-- Stored data follows --
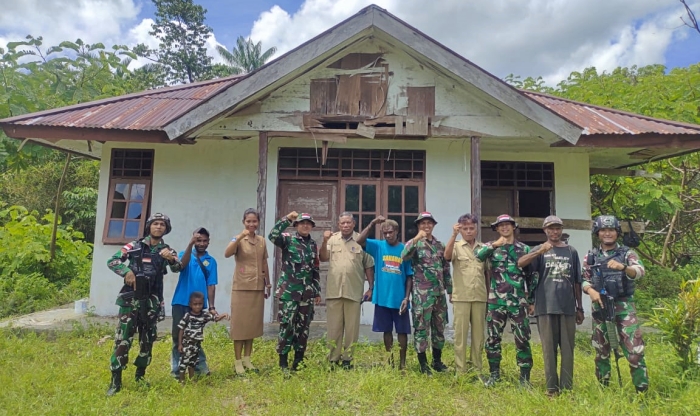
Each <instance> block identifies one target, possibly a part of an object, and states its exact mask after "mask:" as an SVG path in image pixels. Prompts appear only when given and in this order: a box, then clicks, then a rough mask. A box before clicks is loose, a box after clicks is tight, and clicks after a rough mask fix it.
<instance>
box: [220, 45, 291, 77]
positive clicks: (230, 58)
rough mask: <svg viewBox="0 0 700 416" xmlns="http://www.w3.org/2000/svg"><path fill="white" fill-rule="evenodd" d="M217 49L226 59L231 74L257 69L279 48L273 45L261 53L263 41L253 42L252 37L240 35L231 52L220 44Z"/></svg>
-- Stored data concluded --
■ **Exercise brief**
Find out how many lines in the listing contain the word "instance", and respond with that number only.

■ **Solution for this task**
2